• [Extracted data]:
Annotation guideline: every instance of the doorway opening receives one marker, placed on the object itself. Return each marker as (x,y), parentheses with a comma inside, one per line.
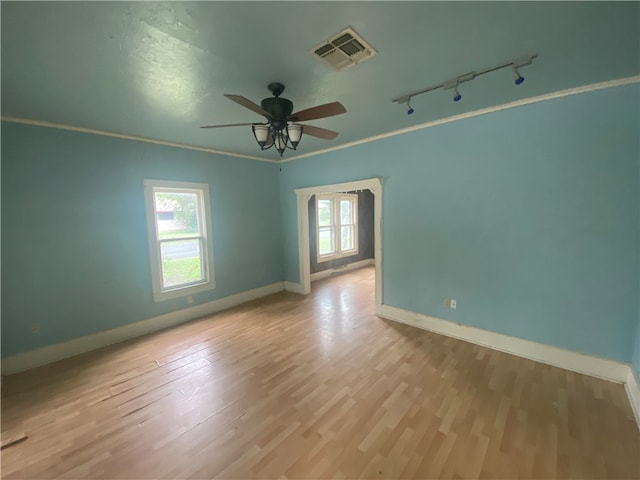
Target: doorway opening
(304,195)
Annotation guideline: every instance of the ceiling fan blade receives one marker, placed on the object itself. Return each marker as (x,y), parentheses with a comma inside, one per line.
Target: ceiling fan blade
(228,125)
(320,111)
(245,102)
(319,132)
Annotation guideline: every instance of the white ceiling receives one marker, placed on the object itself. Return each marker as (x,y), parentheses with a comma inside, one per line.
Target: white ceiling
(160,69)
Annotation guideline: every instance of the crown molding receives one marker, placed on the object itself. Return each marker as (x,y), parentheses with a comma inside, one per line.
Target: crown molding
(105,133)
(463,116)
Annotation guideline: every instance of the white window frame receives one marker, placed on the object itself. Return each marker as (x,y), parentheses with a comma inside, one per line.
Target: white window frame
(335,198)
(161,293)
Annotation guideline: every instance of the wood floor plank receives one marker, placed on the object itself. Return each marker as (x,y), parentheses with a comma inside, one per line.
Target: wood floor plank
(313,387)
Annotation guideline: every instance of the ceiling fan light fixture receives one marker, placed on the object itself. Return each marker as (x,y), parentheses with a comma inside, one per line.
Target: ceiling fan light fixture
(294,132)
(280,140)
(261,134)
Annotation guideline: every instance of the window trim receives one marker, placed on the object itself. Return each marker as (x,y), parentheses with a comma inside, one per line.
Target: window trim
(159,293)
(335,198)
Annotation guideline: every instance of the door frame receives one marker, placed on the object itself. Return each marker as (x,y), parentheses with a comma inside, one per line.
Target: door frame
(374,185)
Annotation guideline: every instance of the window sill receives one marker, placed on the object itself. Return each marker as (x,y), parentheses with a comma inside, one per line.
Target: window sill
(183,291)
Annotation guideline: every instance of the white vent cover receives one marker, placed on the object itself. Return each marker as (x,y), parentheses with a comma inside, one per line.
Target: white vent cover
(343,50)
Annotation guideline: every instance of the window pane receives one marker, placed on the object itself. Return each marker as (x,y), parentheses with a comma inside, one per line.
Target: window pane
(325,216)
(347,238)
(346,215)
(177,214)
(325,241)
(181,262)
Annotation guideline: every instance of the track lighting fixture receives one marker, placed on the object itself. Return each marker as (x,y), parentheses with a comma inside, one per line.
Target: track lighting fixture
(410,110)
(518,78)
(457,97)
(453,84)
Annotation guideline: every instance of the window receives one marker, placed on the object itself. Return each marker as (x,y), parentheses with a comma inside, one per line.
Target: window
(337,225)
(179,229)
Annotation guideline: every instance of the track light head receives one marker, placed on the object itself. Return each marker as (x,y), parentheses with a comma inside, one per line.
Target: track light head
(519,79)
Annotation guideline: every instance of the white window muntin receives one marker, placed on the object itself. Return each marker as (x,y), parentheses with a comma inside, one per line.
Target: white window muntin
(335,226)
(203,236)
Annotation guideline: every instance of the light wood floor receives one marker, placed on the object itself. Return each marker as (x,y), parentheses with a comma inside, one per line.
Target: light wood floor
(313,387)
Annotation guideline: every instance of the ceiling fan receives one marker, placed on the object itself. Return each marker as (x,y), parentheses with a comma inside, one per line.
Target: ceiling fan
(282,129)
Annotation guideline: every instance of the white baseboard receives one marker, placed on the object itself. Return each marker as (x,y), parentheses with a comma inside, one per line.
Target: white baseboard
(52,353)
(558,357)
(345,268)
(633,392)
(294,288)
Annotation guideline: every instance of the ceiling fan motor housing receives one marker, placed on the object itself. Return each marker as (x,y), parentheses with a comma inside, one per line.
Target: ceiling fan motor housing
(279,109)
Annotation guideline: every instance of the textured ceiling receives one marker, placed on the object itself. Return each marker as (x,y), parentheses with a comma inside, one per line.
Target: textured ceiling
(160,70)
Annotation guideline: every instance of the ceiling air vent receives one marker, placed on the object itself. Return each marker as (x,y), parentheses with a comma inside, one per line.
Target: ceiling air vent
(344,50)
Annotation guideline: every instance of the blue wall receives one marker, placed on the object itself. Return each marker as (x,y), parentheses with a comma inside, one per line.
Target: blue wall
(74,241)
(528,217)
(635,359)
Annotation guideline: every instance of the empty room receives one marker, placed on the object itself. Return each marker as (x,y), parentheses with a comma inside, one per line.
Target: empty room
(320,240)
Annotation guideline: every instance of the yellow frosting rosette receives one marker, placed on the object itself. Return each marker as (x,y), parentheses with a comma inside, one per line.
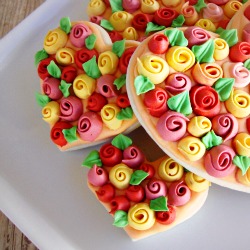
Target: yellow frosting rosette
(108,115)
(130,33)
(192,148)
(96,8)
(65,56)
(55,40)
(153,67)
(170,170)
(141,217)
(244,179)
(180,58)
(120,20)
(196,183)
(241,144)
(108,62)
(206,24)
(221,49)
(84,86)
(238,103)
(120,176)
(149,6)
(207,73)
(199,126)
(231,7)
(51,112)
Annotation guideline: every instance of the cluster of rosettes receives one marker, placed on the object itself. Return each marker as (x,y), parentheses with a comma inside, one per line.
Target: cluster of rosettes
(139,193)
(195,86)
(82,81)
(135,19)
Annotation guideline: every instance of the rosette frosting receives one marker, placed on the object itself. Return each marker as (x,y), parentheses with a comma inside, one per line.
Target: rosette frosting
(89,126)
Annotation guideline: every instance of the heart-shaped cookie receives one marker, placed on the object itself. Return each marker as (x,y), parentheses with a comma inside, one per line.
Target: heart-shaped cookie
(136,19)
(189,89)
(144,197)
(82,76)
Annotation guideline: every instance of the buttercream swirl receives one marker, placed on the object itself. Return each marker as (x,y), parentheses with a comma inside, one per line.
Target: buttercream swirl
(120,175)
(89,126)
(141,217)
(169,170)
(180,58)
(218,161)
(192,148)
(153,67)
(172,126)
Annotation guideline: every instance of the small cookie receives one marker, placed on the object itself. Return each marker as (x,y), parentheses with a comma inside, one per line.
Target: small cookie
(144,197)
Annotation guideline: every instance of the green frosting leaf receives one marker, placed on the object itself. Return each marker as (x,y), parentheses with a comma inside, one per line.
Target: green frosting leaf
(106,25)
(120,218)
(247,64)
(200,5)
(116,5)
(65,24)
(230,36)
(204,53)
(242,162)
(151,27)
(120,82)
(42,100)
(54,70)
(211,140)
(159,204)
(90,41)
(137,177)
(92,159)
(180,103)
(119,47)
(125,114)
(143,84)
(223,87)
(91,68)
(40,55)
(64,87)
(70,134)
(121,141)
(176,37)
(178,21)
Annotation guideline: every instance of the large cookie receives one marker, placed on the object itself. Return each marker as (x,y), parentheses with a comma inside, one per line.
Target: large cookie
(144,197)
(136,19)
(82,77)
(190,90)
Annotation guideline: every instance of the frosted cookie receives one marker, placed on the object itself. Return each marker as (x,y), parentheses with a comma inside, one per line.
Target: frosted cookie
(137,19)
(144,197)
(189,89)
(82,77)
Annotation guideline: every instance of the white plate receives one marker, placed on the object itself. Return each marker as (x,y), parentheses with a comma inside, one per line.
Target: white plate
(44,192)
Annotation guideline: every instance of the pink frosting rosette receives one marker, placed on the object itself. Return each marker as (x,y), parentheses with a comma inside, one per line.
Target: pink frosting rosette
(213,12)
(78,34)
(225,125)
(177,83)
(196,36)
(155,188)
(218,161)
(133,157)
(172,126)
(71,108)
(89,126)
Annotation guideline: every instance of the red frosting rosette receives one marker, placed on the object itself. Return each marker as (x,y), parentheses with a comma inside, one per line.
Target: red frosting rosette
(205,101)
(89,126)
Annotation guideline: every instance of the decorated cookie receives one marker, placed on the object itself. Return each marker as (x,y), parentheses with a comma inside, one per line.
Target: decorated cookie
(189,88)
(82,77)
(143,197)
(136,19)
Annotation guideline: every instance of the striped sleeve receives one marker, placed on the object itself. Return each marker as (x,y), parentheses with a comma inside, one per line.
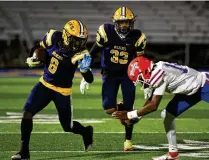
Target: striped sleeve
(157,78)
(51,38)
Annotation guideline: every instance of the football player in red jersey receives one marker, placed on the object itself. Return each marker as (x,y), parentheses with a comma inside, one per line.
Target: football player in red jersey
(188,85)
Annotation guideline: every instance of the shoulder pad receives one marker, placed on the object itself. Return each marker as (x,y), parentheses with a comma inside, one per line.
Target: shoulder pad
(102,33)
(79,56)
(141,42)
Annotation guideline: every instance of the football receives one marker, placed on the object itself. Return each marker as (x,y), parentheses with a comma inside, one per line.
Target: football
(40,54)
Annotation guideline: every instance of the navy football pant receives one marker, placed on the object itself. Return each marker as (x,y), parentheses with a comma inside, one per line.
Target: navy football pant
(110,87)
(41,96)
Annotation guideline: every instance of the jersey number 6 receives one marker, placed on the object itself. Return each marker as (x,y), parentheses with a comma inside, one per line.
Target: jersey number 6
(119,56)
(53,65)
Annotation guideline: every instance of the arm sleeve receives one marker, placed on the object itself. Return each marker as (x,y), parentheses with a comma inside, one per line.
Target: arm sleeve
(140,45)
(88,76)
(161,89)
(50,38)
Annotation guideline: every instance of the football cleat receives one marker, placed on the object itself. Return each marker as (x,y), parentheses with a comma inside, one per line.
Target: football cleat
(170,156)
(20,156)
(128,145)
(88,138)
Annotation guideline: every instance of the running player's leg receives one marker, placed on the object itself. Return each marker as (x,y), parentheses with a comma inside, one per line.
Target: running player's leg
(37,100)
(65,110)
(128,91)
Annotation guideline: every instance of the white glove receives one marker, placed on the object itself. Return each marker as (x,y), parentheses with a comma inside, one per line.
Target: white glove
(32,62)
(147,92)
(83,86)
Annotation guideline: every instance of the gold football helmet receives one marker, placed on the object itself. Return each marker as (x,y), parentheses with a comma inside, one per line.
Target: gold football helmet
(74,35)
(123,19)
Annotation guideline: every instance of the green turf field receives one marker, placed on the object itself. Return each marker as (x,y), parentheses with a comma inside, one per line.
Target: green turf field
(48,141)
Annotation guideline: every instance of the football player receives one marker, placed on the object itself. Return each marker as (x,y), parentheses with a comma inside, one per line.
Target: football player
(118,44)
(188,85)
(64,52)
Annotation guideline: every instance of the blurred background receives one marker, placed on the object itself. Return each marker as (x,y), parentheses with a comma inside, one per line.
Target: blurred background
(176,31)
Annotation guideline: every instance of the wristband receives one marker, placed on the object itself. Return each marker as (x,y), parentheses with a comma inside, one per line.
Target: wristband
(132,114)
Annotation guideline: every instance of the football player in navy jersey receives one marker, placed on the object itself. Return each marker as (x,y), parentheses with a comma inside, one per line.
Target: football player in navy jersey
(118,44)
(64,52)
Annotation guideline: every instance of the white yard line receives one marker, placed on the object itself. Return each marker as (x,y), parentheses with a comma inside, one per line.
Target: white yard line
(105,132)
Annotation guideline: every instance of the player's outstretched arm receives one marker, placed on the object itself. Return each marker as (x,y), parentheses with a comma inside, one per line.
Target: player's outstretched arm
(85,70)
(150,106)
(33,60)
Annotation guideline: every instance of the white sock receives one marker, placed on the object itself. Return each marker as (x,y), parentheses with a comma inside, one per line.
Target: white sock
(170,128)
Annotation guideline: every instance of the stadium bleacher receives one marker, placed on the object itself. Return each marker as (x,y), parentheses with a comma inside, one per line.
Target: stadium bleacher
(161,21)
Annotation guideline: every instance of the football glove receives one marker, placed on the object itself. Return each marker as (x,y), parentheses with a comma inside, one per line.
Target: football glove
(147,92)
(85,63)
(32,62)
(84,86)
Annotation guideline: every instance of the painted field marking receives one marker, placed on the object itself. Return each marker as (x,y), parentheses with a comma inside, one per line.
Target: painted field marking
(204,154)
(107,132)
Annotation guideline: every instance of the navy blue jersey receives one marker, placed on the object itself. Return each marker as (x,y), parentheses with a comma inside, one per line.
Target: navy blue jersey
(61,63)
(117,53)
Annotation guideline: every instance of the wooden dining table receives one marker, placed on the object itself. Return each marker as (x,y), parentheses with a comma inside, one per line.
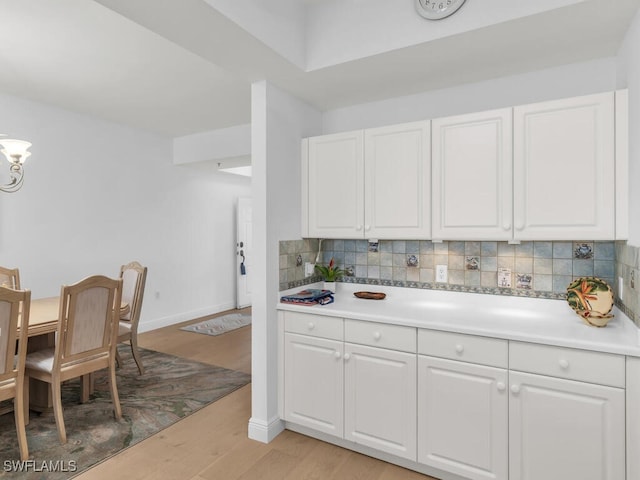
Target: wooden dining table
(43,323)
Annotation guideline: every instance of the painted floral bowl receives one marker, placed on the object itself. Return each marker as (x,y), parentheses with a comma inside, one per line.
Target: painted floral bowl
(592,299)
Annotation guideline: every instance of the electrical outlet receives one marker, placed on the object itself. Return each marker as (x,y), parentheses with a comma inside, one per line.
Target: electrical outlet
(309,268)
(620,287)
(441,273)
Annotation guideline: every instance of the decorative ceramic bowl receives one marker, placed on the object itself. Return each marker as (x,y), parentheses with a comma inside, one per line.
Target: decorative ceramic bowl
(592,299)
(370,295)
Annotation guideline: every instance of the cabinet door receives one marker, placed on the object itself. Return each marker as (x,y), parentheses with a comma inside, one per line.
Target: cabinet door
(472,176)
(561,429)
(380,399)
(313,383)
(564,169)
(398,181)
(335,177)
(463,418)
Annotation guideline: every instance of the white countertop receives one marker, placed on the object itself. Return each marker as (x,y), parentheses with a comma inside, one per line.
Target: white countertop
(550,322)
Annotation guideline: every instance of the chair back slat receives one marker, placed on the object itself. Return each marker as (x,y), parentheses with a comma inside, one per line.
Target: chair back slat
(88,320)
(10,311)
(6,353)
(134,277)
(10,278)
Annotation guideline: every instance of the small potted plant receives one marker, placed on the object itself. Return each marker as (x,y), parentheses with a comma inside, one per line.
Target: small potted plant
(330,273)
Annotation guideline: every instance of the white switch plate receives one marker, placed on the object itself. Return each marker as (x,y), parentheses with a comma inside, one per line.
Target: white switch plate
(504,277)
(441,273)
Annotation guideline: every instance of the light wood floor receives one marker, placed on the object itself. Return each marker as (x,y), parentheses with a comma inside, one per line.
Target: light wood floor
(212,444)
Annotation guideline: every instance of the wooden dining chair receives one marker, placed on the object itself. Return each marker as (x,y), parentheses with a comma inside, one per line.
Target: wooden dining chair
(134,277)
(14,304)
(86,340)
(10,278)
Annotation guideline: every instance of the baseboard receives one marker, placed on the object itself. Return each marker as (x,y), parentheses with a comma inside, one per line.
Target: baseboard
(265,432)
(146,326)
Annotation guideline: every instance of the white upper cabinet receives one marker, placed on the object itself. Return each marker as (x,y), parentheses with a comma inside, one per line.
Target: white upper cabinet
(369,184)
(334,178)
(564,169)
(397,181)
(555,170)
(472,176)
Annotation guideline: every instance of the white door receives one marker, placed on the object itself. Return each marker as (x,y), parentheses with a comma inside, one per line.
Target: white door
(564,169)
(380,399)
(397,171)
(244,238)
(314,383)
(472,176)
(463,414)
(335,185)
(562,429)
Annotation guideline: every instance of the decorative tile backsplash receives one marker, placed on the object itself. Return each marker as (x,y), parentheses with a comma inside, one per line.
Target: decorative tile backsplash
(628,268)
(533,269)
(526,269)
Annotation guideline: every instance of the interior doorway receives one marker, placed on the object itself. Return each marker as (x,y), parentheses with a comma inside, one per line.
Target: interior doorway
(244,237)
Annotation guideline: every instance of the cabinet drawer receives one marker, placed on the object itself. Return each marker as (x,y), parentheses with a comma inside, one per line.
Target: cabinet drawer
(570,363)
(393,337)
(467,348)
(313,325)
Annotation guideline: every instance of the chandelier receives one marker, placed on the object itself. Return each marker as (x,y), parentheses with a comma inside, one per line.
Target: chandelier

• [Written problem]: All lines from the line containing "Annotation guideline: every instance of the interior" through the end of the listing above are to be duplicated exactly; include both ends and nothing further.

• [Response to the exercise]:
Annotation guideline: every instance of the interior doorway receives one marker, placed on the object itself. Return each marker as (x,y), parentheses with a comma inside, one per line.
Target: interior doorway
(244,237)
Annotation guideline: every instance of the cabinet drawer receives one marker, placed on the object itself. Return each marker as (x,y), parentheses with a comma inside, one per line.
Target: cabinet drawer
(570,363)
(393,337)
(467,348)
(313,325)
Annotation guideline: every instance of the chandelier receives one marker, placed on the object itself. Return each marker as (x,y), parentheses with a comma inside, one per line.
Target: chandelier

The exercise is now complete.